-- START Provided material --

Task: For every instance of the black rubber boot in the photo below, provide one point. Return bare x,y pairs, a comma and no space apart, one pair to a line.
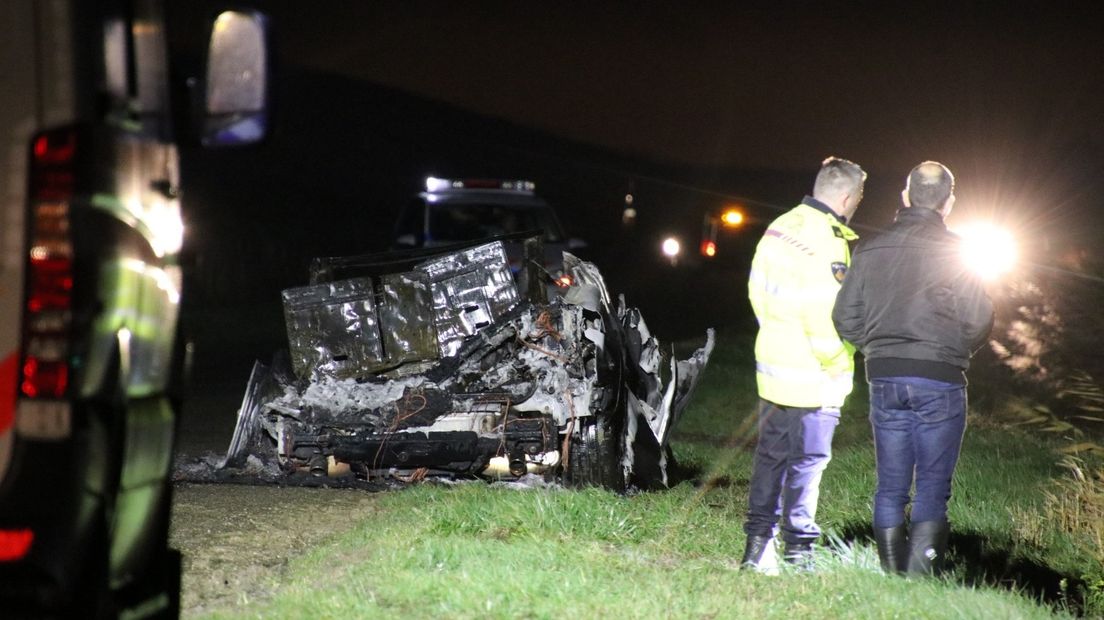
892,548
927,546
759,554
798,555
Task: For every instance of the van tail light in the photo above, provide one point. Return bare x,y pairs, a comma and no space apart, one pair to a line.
14,544
49,308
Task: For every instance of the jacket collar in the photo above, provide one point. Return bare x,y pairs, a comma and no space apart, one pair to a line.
821,206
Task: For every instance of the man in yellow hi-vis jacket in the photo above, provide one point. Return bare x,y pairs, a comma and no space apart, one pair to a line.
804,371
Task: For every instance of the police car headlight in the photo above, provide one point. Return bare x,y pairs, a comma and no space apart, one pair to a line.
987,249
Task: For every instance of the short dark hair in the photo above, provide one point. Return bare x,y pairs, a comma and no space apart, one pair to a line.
930,185
838,175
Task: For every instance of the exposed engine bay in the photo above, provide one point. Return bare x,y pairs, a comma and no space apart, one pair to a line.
437,365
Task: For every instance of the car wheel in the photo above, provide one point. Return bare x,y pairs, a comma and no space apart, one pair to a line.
595,455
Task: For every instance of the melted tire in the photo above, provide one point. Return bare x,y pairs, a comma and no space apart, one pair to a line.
595,456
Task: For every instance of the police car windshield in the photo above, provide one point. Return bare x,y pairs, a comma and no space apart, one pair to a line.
473,221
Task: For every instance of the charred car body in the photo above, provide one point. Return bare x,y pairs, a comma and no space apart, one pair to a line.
433,363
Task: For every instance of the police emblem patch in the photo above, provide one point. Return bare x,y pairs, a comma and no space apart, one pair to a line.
839,269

-- END Provided material --

Put each line of the material above into a JSON list of strings, one string per line, skipping any blank lines. Leave the pictures out of the list.

[
  "Task: For every instance of the black rubber boot in the photo below, provide one point. Return bare x,y pairs, a comma and no space apart, one pair to a line.",
  "892,548",
  "927,546",
  "759,554",
  "798,555",
  "Task: For every instance of the van tail light in the photo above, provide one point. Return bare x,y pairs, a comma and no space apart, one pair to a line.",
  "14,544",
  "49,308",
  "Task: For every instance of the jacket collar in the photo above, provide one point. Return bare x,y pairs, a comma and no space apart, one pair to a line.",
  "821,206",
  "Task: For every instance of the man in yellow hi-vis jacket in the photo above, provide one point. Return bare x,y pairs, a comma and no space apart, one pair to a line.",
  "804,371",
  "Task: For every instance of the police car headlight in the photo above, provide one point. Return bare x,y pairs, a comma and no space apart, one pair to a line.",
  "987,249",
  "Task: For every instance of the short dark hair in the photo above, provide one point. Return bare x,y pairs, a comma and no space apart, one pair to a line.",
  "930,185",
  "838,175",
  "Task: For every instance of the exposed engine bay in the photo above, provide one point. Return bare x,y pairs, a comma and no space apart, one pair to a line.",
  "437,365",
  "Task: For every instance of the car wheel in the photo above, provide one point. Return bare x,y pairs, a comma and no space apart, one pair to a line.",
  "595,455",
  "Task: For every instance of the melted tire in the photo above, provide one point. Return bare x,y pairs, a comma and no space apart, one pair to a line.",
  "595,456",
  "Task: For every instance of the police car windshield in the photo above, provide one point. Return bare x,y pairs, a comma and no space apart, one pair to a line.",
  "473,221",
  "Task: For every instance of the charred car body in the photo above, provide one point. Return bare x,y pairs, a comma and no space apart, one pair to a line.",
  "433,363",
  "Task: For every instance of the police emblem patch in the photo above, provide one point. Return bare x,y pairs, a comma and no space apart, one pair to a line.",
  "839,269"
]